## REQUIRED WORK
Reproduce the passage below from "Cause here's where" to "They're mega-yum.", swapping "plate" for "spoon".

## QUOTED TEXT
........

Yo! Are you hip
to these? Are you in the know?
Cause here's where Ego
Minis are made to go--
In Yo' Mouth!
Who needs a plate?
In Yo' Mouth!
Cause they're made to
fit your face!
In Yo' Mouth!
They're mega-yum.
In Yo' Mouth!
The taste is pure fun!
Walking down the corridors
of a middle school in suburban Massachusetts, the distinctive sound of
a television commercial stands out against the more traditional patter
of classroom noises. Inside, a teacher is leading a discussion about this
particular TV ad. A list of all the computer graphics and other images
appears on the blackboard-- more than 30 different descriptions-- written
in a student's handwriting.
"Who's the target
audience?" asks the teacher.
"Boys-- our age," responds
a student. "They only showed boys in this ad."
"And the music-- it was
like rap music, sung by boys," chimes in another.
"It's sung in a kind
of agressive way," the student continues. "And the words, 'In Yo'
Mouth'-- that reminds me of 'In Yo' Face!'"
"What's a synonym for
'In Yo' Face?'" asks the teacher, feigning ignorance.

........

## INFORMATION GIVEN

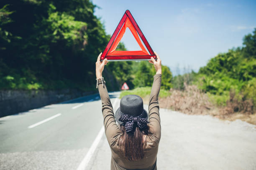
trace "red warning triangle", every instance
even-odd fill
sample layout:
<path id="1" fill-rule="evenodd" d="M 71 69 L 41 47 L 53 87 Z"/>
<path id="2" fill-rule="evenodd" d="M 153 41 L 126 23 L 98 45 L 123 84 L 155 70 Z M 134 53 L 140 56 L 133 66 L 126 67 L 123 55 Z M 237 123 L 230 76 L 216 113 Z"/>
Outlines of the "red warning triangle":
<path id="1" fill-rule="evenodd" d="M 141 50 L 115 50 L 127 28 L 129 28 L 133 34 L 136 41 L 141 49 Z M 142 45 L 138 35 L 141 37 L 149 54 Z M 134 18 L 129 10 L 126 10 L 102 53 L 101 60 L 102 60 L 105 58 L 108 58 L 108 60 L 110 61 L 150 60 L 151 57 L 156 60 L 156 56 Z"/>
<path id="2" fill-rule="evenodd" d="M 129 90 L 129 87 L 128 87 L 128 85 L 127 85 L 126 82 L 125 82 L 125 83 L 123 83 L 123 86 L 122 86 L 122 88 L 121 88 L 121 89 Z"/>

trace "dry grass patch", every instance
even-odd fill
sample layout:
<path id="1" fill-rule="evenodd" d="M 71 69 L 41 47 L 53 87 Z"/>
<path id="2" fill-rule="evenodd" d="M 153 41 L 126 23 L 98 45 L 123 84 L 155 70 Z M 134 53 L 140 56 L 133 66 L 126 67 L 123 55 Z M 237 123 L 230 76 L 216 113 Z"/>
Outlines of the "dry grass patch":
<path id="1" fill-rule="evenodd" d="M 218 106 L 211 101 L 207 95 L 195 85 L 185 85 L 184 90 L 170 90 L 171 95 L 159 98 L 160 107 L 189 115 L 210 115 L 220 119 L 240 119 L 256 125 L 256 114 L 251 101 L 239 100 L 230 92 L 225 106 Z"/>

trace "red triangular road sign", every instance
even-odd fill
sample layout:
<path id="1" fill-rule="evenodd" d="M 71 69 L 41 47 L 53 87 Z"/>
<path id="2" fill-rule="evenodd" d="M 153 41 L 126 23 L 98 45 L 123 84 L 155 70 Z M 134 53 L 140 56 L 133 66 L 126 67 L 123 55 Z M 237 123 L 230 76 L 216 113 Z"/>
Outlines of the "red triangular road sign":
<path id="1" fill-rule="evenodd" d="M 115 50 L 127 28 L 130 29 L 135 40 L 141 47 L 141 50 Z M 138 34 L 150 54 L 148 54 L 142 45 Z M 102 53 L 100 60 L 102 60 L 104 58 L 107 58 L 108 60 L 110 61 L 150 60 L 151 57 L 156 60 L 156 56 L 134 18 L 129 10 L 126 10 L 108 43 L 106 48 Z"/>
<path id="2" fill-rule="evenodd" d="M 129 90 L 129 87 L 128 87 L 128 85 L 127 85 L 126 82 L 125 82 L 125 83 L 123 83 L 123 86 L 122 86 L 122 88 L 121 88 L 121 89 Z"/>

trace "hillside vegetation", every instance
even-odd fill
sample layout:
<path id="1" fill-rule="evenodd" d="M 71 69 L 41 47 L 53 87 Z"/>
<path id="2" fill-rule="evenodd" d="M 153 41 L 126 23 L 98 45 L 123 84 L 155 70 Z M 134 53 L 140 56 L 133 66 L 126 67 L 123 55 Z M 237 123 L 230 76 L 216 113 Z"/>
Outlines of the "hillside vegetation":
<path id="1" fill-rule="evenodd" d="M 160 96 L 160 107 L 256 124 L 256 29 L 244 37 L 243 45 L 218 54 L 198 73 L 173 77 L 170 85 L 172 88 L 168 92 L 168 89 L 164 90 L 167 95 Z M 146 103 L 150 90 L 143 92 Z M 141 93 L 136 89 L 123 92 L 121 96 Z"/>
<path id="2" fill-rule="evenodd" d="M 110 38 L 95 8 L 89 0 L 1 0 L 0 89 L 95 90 L 95 62 Z M 117 50 L 125 49 L 120 43 Z M 154 72 L 146 62 L 109 63 L 109 90 L 125 82 L 132 89 L 149 85 Z M 164 68 L 168 89 L 171 73 Z"/>

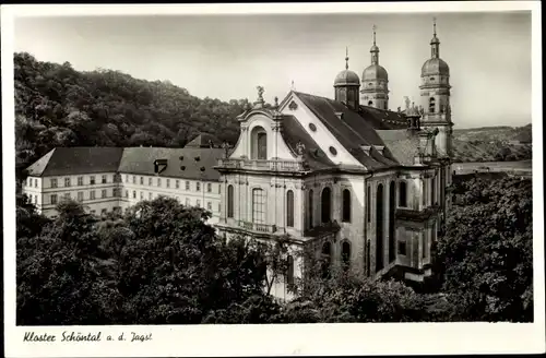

........

## OUTPUT FOR THIS EXERCISE
Cause here's where Ego
Minis are made to go--
In Yo' Mouth!
Who needs a spoon?
In Yo' Mouth!
Cause they're made to
fit your face!
In Yo' Mouth!
They're mega-yum.